[START Dataset entries]

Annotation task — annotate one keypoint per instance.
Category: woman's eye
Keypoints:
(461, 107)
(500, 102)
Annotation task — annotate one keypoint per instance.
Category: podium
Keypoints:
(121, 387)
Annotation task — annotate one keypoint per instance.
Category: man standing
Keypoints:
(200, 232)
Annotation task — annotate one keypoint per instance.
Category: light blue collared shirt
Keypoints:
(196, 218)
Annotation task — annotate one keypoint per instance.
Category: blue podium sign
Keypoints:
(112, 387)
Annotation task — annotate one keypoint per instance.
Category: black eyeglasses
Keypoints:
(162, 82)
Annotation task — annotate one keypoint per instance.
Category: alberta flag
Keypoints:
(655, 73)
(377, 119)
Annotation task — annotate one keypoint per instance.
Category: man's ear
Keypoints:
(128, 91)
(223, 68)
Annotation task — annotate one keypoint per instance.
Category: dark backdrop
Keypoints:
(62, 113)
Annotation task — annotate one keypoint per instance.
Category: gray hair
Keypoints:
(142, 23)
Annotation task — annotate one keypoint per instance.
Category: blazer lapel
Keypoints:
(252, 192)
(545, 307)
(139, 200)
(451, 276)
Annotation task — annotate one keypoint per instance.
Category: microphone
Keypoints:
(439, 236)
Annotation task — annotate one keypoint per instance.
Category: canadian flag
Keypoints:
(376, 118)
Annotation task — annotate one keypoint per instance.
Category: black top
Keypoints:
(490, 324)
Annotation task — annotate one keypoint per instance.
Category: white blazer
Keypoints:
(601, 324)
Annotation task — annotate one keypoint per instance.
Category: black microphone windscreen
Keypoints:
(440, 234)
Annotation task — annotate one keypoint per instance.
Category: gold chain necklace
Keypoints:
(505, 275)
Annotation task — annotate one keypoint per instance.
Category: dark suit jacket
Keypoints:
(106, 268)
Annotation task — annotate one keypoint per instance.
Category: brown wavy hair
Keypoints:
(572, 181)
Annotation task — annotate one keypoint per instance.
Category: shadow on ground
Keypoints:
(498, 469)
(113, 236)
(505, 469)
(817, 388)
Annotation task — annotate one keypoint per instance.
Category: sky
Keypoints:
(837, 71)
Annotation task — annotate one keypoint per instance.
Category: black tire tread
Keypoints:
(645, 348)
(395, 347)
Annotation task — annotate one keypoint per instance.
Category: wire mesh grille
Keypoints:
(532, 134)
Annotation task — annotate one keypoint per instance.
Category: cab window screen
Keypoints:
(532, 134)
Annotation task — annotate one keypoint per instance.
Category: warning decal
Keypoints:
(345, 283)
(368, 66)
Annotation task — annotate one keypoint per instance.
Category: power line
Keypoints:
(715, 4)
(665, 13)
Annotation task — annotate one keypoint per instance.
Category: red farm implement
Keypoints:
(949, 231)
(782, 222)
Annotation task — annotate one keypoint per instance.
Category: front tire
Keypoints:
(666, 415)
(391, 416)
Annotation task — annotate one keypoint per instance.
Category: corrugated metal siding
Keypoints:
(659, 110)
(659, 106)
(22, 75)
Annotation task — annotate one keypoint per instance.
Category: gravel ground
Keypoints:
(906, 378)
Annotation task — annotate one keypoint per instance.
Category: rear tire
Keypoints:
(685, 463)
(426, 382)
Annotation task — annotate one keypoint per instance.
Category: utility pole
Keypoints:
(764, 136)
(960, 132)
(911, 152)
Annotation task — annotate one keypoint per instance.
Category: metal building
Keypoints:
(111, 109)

[END Dataset entries]

• What is expected: All of the material above needs to be retyped word for word.

• Answer to this task:
Annotation task — annotate one keypoint per instance.
Category: woman's eye
Keypoints:
(461, 107)
(500, 102)
Annotation task — annotate one keypoint per instance.
Category: podium
Keypoints:
(121, 387)
Annotation task — annotate one keypoint per instance.
Category: man standing
Keypoints:
(200, 232)
Annotation task — annotate one keypoint per instance.
Category: light blue collared shirt
Keypoints:
(196, 218)
Annotation task — annotate one keypoint per instance.
Category: blue podium sign
Keypoints:
(112, 387)
Annotation task — annotate one keypoint per instance.
Category: black eyeglasses
Keypoints:
(162, 82)
Annotation task — annotate one keypoint per instance.
Category: alberta flag
Keypoints:
(655, 73)
(377, 119)
Annotation task — annotate one keypoint per instance.
Category: man's ear
Keypoints:
(128, 91)
(223, 68)
Annotation task — annotate one keypoint per instance.
Category: dark backdrop
Keypoints:
(62, 113)
Annotation task — annotate one keypoint per instance.
Category: gray hair
Keypoints:
(142, 23)
Annotation task — annotate one keypoint per instance.
Category: blazer lapel
Keypoints:
(252, 192)
(545, 307)
(139, 200)
(451, 276)
Annotation task — annotate one keypoint per instance.
Category: microphone
Keypoints:
(439, 236)
Annotation task — annotate one keypoint per instance.
Category: canadian flag
Keypoints:
(376, 118)
Annotation task — annotate one keypoint per instance.
Category: black top
Keypoints:
(490, 324)
Annotation task — annotate one keypoint per instance.
Category: white blazer
Keypoints:
(601, 324)
Annotation task — annotate one keypoint per instance.
Category: black microphone windscreen
Keypoints:
(440, 234)
Annotation task — annotate one keypoint per instance.
Category: gold chain necklace
Keypoints:
(505, 275)
Annotation task — annotate one keypoint per instance.
Category: dark suit jacket
Keypoints:
(106, 268)
Annotation task — annotate one keypoint per instance.
Category: brown wavy hair
Keypoints:
(572, 181)
Annotation task — annotate one keypoint per instance.
Category: shadow on ground
Keypoints:
(498, 469)
(113, 236)
(505, 469)
(817, 388)
Annotation task — annotate one keypoint per instance.
Category: sky
Keypoints:
(837, 71)
Annotation task — annotate one keypoint per instance.
Category: black tire tread
Keypoints:
(645, 348)
(395, 347)
Annotation task — annotate one keypoint per instance.
Category: wire mesh grille
Keypoints:
(532, 134)
Annotation task — annotate one keypoint per instance.
Category: cab window screen
Keypoints:
(532, 134)
Annotation task — annotate one keypoint per instance.
Category: warning decal
Keypoints:
(345, 283)
(368, 66)
Annotation task — annotate one keypoint per instance.
Category: power line
Keypoints:
(715, 4)
(665, 13)
Annotation task — annotate one keypoint per instance.
Category: red farm implement
Keypoints:
(949, 231)
(782, 222)
Annotation task — annotate one keypoint per instance.
Category: front tire
Keypoints:
(666, 415)
(391, 416)
Annotation task — annotate one keypoint per instance.
Category: corrugated metal siding
Keypoints:
(659, 110)
(659, 106)
(22, 75)
Annotation task — annotate one keypoint per instance.
Category: gravel ground
Keypoints:
(906, 378)
Annotation task — annotate one keypoint per instance.
Category: rear tire
Keypoints:
(685, 463)
(426, 382)
Annotation task — annotate one keypoint per instance.
Category: utility pole
Keypoints:
(764, 136)
(960, 132)
(911, 152)
Annotation task — annotate one keypoint per instance.
Category: metal building
Keypoints:
(111, 109)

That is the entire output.